TASK GOAL: Each record, word for word and stripped of pictures, is what the answer should contain.

DATA IN THIS EXERCISE: Begin

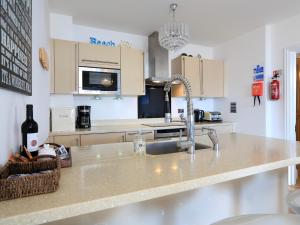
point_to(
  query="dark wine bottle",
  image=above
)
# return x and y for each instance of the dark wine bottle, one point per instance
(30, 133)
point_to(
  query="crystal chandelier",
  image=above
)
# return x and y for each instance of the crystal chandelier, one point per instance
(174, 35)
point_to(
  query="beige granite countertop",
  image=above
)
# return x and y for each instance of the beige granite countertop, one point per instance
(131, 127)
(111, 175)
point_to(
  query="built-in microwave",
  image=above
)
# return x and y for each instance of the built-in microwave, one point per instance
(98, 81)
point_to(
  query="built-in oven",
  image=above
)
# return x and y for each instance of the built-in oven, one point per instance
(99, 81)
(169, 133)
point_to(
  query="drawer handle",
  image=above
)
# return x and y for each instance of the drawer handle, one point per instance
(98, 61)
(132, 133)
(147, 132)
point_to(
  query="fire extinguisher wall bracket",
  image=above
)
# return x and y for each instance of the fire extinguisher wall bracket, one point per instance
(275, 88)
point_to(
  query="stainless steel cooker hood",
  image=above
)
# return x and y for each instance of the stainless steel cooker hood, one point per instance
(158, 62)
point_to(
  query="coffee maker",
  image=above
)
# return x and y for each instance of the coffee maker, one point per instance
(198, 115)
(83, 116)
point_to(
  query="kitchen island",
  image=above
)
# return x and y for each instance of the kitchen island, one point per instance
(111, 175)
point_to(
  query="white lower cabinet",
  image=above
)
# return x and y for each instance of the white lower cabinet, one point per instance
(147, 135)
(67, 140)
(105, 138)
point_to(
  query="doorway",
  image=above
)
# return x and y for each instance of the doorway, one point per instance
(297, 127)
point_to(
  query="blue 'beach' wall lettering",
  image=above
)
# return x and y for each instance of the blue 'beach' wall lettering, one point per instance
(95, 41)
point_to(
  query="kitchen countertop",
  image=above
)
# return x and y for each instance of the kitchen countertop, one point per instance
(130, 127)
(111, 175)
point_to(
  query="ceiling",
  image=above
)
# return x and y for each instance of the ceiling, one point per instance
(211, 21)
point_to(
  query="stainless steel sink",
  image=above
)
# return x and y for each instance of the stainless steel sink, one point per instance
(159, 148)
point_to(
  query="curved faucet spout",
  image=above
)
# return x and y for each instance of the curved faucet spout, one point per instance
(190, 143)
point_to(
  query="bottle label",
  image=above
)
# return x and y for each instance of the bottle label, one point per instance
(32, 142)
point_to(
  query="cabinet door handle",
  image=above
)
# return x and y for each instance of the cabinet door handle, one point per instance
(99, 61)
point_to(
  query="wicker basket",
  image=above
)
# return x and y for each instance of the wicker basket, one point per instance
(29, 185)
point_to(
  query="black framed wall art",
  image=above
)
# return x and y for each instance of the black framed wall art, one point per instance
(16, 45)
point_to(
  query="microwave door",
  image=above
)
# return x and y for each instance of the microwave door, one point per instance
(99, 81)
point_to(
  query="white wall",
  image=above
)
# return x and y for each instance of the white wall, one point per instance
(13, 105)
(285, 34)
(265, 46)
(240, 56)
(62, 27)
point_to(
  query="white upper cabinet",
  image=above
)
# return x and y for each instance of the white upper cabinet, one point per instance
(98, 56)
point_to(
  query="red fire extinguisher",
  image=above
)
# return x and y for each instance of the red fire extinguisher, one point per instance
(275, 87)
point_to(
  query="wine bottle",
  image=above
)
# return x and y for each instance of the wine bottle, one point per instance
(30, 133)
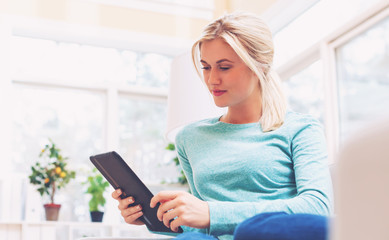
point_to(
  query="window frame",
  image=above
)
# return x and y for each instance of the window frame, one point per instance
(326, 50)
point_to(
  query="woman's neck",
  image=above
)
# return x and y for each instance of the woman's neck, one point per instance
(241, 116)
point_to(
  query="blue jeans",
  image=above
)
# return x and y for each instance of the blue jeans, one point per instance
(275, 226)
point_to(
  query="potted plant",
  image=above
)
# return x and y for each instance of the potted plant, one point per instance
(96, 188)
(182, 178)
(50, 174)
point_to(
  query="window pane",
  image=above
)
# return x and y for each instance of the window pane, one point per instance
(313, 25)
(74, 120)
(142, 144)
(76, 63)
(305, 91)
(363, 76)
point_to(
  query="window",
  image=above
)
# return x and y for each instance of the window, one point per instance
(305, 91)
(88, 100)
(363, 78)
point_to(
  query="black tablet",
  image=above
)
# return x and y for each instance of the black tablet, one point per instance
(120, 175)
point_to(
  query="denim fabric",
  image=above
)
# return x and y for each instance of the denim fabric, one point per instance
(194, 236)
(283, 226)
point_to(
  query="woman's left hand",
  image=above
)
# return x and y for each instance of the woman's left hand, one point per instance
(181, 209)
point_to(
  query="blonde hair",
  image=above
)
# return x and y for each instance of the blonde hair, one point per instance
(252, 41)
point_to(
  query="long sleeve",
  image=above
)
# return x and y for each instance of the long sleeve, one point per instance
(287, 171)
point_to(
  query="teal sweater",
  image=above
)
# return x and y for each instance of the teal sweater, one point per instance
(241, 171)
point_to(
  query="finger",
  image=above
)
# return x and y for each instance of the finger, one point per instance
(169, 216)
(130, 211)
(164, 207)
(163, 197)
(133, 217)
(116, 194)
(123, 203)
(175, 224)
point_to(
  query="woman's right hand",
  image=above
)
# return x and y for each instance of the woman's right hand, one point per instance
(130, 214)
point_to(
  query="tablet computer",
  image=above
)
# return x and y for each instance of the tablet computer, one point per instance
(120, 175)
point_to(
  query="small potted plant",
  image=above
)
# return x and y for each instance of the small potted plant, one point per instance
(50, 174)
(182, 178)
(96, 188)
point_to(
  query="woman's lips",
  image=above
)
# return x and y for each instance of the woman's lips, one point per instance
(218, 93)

DATA IN THIS EXERCISE: End

ANSWER SECTION:
point_to(
  query="dark wine bottle",
  image=above
)
# return x and y for each instance of the dark wine bottle, one point per instance
(30, 133)
point_to(
  query="crystal chandelier",
  image=above
)
# return x and y for each instance of the crystal chandelier, one point per instance
(174, 35)
point_to(
  query="beige granite countertop",
  image=above
)
# return x and y for each instance of the beige granite countertop, one point per instance
(131, 127)
(111, 175)
point_to(
  query="built-in microwave",
  image=above
)
# return x and y for each instance of the built-in microwave, one point per instance
(98, 81)
point_to(
  query="built-in oven",
  image=above
)
# return x and y for each instance of the built-in oven, one point per instance
(99, 81)
(169, 133)
point_to(
  query="drawer handle",
  image=above
)
# return x and y for each instance of the drawer handle, one point per instance
(98, 61)
(132, 133)
(147, 132)
point_to(
  query="fire extinguisher wall bracket",
  image=above
)
# return x and y for each instance of the fire extinguisher wall bracket, one point per instance
(275, 88)
point_to(
  query="stainless steel cooker hood",
  image=above
)
# return x and y for each instance of the stainless steel cooker hood, one point per instance
(158, 62)
point_to(
  query="coffee maker",
  image=above
)
# return x and y for each instance of the coffee maker, one point per instance
(198, 115)
(83, 116)
point_to(
  query="kitchen island",
  image=above
)
# return x and y for each instance of the kitchen island, one point per instance
(111, 175)
point_to(
  query="white lower cabinet",
  image=above
)
# return x and y for each instance of the white lower cabinet, one point per instance
(147, 135)
(67, 140)
(105, 138)
point_to(
  query="doorway",
  image=above
)
# return x and y for each instance of the doorway, one point per instance
(297, 127)
point_to(
  query="blue 'beach' wall lettering",
  image=above
)
# return x and y for each instance of the blue 'beach' wall lettering, one point per instance
(95, 41)
point_to(
  query="kitchen countertop",
  image=above
)
# return x and y for each instance of the kitchen countertop, one point per instance
(130, 127)
(111, 175)
point_to(
  query="ceiling",
  image=above
)
# return x and y for each instance of the ceiling, one point per instance
(211, 21)
point_to(
  query="stainless steel sink",
  image=above
)
# return x and y for each instance of the stainless steel sink, one point per instance
(159, 148)
point_to(
  query="curved faucet spout",
  image=above
)
# return x and y for each instance of the curved faucet spout, one point per instance
(190, 143)
point_to(
  query="bottle label",
  image=above
)
# return x and y for each instance of the bottle label, one point per instance
(32, 142)
point_to(
  query="cabinet door handle",
  image=above
)
# return x and y for each instance of the cabinet door handle, one point per instance
(99, 61)
point_to(
  query="wicker basket",
  image=above
)
# return x and y for each instance of the wicker basket, one point per instance
(29, 185)
point_to(
  query="black framed wall art",
  image=above
)
# return x and y for each instance of the black framed wall art, one point per instance
(16, 45)
point_to(
  query="microwave door",
  image=above
)
# return x and y for each instance of the microwave door, one point per instance
(99, 81)
point_to(
  query="white wall",
  image=above
)
# return x and y for each instance of the white wall, one point per instance
(13, 105)
(285, 34)
(265, 46)
(240, 56)
(62, 27)
point_to(
  query="white upper cabinet",
  image=above
)
# return x and y for each instance of the white upper cabinet, one point per instance
(98, 56)
point_to(
  query="red fire extinguisher",
  image=above
)
# return x and y for each instance of the red fire extinguisher, one point per instance
(275, 87)
point_to(
  query="wine bottle",
  image=above
)
# return x and y for each instance of the wine bottle, one point per instance
(30, 133)
point_to(
  query="window frame",
  image=above
)
# return x and y for each instance of the window frame, one point per instance
(326, 50)
point_to(
  query="woman's neck",
  image=above
)
# return x and y for each instance of the woman's neck, one point per instance
(241, 116)
point_to(
  query="blue jeans",
  image=above
)
# return x and y for each instance of the blue jeans, one point per instance
(275, 226)
point_to(
  query="potted plant",
  image=above
)
# return x and y for each instance of the potted plant, one point per instance
(96, 188)
(182, 178)
(50, 174)
point_to(
  query="window pane",
  image=above
)
# return x and y for each instance of the window pane, one point per instance
(313, 25)
(74, 120)
(142, 144)
(76, 63)
(305, 91)
(363, 76)
point_to(
  query="window",
  image=above
)
# return x and y for each instance of the window, one point per instance
(305, 91)
(88, 100)
(363, 78)
point_to(
  query="black tablet",
  image=above
)
# return x and y for each instance of the black tablet, one point per instance
(120, 175)
point_to(
  query="denim fabric",
  image=above
)
# return x and y for each instance of the denim fabric, one point per instance
(194, 236)
(283, 226)
point_to(
  query="woman's left hand",
  image=above
)
# return x and y for each instance of the woman's left hand, one point per instance
(181, 209)
point_to(
  query="blonde hair",
  image=above
)
# return x and y for each instance of the blonde hair, one point per instance
(252, 41)
point_to(
  query="long sleeve",
  image=above
)
# return x and y for each instance of the long sleeve, one point per instance
(287, 171)
point_to(
  query="teal sweater",
  image=above
)
# return x and y for each instance of the teal sweater, one point per instance
(241, 171)
point_to(
  query="finger",
  image=above
)
# return x and y for each instance of the finger, one point per instance
(169, 216)
(130, 211)
(164, 207)
(163, 197)
(133, 217)
(116, 194)
(123, 203)
(175, 224)
point_to(
  query="woman's right hand",
  image=above
)
# return x and y for each instance of the woman's right hand, one point per instance
(130, 214)
point_to(
  query="tablet computer",
  image=above
)
# return x and y for each instance of the tablet computer, one point per instance
(120, 175)
point_to(
  query="small potted plant",
  image=above
)
# return x and y for each instance of the small potted plant, one point per instance
(50, 174)
(182, 178)
(96, 188)
point_to(
  query="woman's lips",
  image=above
)
# return x and y for each instance of the woman's lips, one point per instance
(218, 93)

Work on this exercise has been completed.